* [Problem to work on]: From the line that contains "Mark the dark" to the last line of the entries, set down each line exactly as written, both ends included, with nothing else.

────────────────────────────────────────

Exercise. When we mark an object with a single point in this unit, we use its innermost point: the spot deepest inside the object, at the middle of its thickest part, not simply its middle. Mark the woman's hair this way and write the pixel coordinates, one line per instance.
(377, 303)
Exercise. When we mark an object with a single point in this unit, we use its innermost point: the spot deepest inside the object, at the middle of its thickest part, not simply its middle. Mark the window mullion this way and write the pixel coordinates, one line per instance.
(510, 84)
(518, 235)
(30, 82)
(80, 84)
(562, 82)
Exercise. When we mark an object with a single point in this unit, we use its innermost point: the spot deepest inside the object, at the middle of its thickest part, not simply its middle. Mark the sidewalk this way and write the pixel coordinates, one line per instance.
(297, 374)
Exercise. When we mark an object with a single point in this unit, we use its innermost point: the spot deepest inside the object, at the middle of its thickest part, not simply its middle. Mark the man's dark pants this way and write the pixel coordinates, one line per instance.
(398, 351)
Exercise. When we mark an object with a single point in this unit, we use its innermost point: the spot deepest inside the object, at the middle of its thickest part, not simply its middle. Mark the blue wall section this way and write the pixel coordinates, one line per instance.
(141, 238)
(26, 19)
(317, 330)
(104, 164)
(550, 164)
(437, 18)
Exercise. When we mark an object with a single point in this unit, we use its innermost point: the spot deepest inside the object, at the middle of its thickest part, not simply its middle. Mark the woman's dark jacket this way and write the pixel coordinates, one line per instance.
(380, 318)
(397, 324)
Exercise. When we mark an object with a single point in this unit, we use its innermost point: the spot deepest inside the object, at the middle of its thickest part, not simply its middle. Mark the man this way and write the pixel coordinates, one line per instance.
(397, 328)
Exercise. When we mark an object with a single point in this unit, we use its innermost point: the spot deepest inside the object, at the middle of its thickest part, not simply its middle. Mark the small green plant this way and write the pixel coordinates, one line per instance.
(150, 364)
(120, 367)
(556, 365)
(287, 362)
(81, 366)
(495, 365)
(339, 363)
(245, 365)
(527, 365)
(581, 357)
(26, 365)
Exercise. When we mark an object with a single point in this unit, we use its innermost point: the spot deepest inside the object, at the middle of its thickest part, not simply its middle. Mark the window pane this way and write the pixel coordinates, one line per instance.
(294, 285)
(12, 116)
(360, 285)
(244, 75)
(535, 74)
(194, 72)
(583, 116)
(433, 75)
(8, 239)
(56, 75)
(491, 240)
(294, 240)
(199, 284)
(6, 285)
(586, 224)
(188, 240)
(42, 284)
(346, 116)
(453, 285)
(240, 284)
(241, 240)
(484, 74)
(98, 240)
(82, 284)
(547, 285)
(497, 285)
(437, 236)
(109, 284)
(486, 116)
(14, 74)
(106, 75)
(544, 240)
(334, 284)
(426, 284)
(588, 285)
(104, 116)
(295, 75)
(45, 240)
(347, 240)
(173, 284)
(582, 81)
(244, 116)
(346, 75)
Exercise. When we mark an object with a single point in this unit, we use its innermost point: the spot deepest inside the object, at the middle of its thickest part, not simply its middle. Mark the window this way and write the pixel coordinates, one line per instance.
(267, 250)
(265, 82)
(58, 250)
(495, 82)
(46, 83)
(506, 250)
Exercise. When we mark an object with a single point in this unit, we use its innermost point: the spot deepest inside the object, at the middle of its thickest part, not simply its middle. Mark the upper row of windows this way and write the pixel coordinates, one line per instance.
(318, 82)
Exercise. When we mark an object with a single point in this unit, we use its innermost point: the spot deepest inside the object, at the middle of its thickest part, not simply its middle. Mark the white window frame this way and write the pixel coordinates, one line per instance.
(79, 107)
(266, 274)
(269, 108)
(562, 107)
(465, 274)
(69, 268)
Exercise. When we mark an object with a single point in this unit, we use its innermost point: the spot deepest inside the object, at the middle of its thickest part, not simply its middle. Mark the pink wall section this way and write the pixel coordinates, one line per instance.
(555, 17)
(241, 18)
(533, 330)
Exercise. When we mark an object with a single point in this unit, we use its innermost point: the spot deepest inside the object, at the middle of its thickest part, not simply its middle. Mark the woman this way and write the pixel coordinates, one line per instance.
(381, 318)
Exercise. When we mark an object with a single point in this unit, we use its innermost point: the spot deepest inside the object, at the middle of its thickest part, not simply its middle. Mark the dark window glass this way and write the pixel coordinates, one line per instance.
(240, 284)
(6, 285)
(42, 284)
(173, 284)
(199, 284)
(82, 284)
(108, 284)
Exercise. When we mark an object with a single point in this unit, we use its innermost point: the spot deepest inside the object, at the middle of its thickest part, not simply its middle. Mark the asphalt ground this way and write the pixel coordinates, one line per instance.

────────────────────────────────────────

* [Task answer]:
Exercise. When we mark an object with a single point in this unit, we use its innermost point: the spot deepest inside the object, at the middle of its thickest part, not simply its middle. Mark the dark window glass this way and write the pixel coordinates, one line per instance.
(240, 284)
(6, 285)
(42, 284)
(173, 284)
(199, 284)
(82, 284)
(108, 284)
Exercise. When we mark an object with a single point in this unit, we use its innermost point: the spot deepest inside the object, at the middle of its thickest part, not simply its middle. Mark the asphalt ground this way and write the pixel coordinates, one line per instance.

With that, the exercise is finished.